_PETIKAN TEKS_:

·····

Kementerian BUMN menggandeng Kejaksaan Agung (Kejagung) untuk membongkar praktik korupsi, termasuk penyimpangan dana pensiun (dapen), di beberapa perusahaan pelat merah. Kemitraan tersebut pun diapresiasi Direktur Eksekutif Center of Economic and Law Studies (Celios), Bhima Yudhistira.
"Inisiatif untuk membongkar kasus di internal BUMN merupakan hal yang positif. Apalagi, beberapa kasus memang terjadi cukup lama, dengan tersangka dan saksi sudah bukan lagi direksi atau komisaris aktif di BUMN," ujarnya saat dihubungi Alinea.id, Sabtu (22/7).
Diketahui, Menteri BUMN, Erick Thohir, berjanji menyerahkan dokumen dapen BUMN bermasalah kepada Kejagung pada akhir Juli 2023. Sebab, hak dan masa depan pekerja harus terjamin saat pensiun.
Di sisi lain, Kejagung telah mengusut sejumlah kasus korupsi yang melibatkan BUMN, termasuk penyelewengan dapen. Misalnya, PT Asuransi Jiwasraya (Persero), PT ASABRI (Persero), PT Asuransi Jiwa Taspen, dan Dana Pensiun Perusahaan Pelabuhan dan Pengerukan PT Pelabuhan Indonesia (DP4 Pelindo).
Kerugian negara yang ditimbulkan mencapai puluhan triliun. Perinciannya, kasus Jiwasraya sebesar Rp16,8 triliun, kasus ASABRI 2011-2019 senilai Rp22,7 triliun, kasus DP4 Pelindo 2013-2019 sebesar Rp148 miliar, dan kasus Taspen 2017-2020 senilai Rp133 miliar.
Dalam kacamata Bhima, setidaknya ada 5 faktor yang menyebabkan marak terjadi korupsi di BUMN. Pertama, pengawasan internal yang lemah, termasuk fungsi komisaris dan internal audit.
Kedua, manipulasi keuangan karena kantor akuntan publik yang kurang profesional. Ketiga, konflik kepentingan antara pejabat BUMN dengan vendor di pengadaan barang jasa.
"Keempat, pemilihan direksi dan komisaris tidak semua dilakukan dengan pertimbangan profesional, misalnya ada titipan partai maupun relawan. Kelima, politisasi BUMN di berbagai level, khususnya jelang pemilu, sehingga anggaran operasional BUMN rentan masuk ranah korupsi," paparnya.
Menurut Bhima, ada kompleksitas kasus yang merugikan negara. Hal itu mendasari Kementerian BUMN memberikan data yang dibutuhkan kepada kejaksaan.
Lebih jauh, ia berpendapat, ada beberapa dampak positif yang ditimbulkan dari pengusutan kasus korupsi di perusahaan negara. Misalnya, mencegah terjadinya praktik lancung lantaran menimbulkan efek kejut (shock therapy) kepada para direksi dan komisaris maupun pihak rekanan BUMN yang berniat melakukan rasuah.
"Kedua, meningkatkan potensi pengembalian kerugian negara pada kasus yang telah terjadi sebelumnya. Ketiga, memperbaiki citra BUMN di mata publik, termasuk masyarakat dan investor yang bekerja sama dengan BUMN," tandasnya.

·····

_TINDAKAN YANG DIPERLUKAN A_: Menurut petikan teks, berapa kerugian negara dalam kasus ASABRI 2011-2019?
_TINDAKAN YANG DIPERLUKAN B_: Tuliskan ulang secara persis bagian petikan teks yang dimulai pada kata-kata yang memuat "Kerugian negara yang" dan berhenti setelah "senilai Rp133 miliar.".

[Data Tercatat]
·····

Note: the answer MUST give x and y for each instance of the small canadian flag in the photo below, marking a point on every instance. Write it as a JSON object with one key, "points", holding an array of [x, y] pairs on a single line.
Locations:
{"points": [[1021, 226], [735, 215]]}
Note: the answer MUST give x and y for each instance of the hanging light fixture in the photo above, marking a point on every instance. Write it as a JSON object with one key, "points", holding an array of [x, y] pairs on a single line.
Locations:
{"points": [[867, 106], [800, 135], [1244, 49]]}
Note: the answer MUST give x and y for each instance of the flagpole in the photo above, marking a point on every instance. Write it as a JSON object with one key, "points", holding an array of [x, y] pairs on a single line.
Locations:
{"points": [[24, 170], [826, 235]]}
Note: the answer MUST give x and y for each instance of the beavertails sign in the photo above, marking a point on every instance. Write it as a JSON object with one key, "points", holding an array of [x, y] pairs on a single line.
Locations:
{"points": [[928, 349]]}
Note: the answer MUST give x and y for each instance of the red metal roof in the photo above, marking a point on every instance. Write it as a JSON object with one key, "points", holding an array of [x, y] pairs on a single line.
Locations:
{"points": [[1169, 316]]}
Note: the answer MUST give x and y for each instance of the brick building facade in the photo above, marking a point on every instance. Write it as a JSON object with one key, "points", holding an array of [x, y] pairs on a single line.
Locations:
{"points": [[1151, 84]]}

·····

_JAWABAN TERTULIS A_: Rp22,7 triliun.

_JAWABAN TERTULIS B_:
Kerugian negara yang ditimbulkan mencapai puluhan triliun. Perinciannya, kasus Jiwasraya sebesar Rp16,8 triliun, kasus ASABRI 2011-2019 senilai Rp22,7 triliun, kasus DP4 Pelindo 2013-2019 sebesar Rp148 miliar, dan kasus Taspen 2017-2020 senilai Rp133 miliar.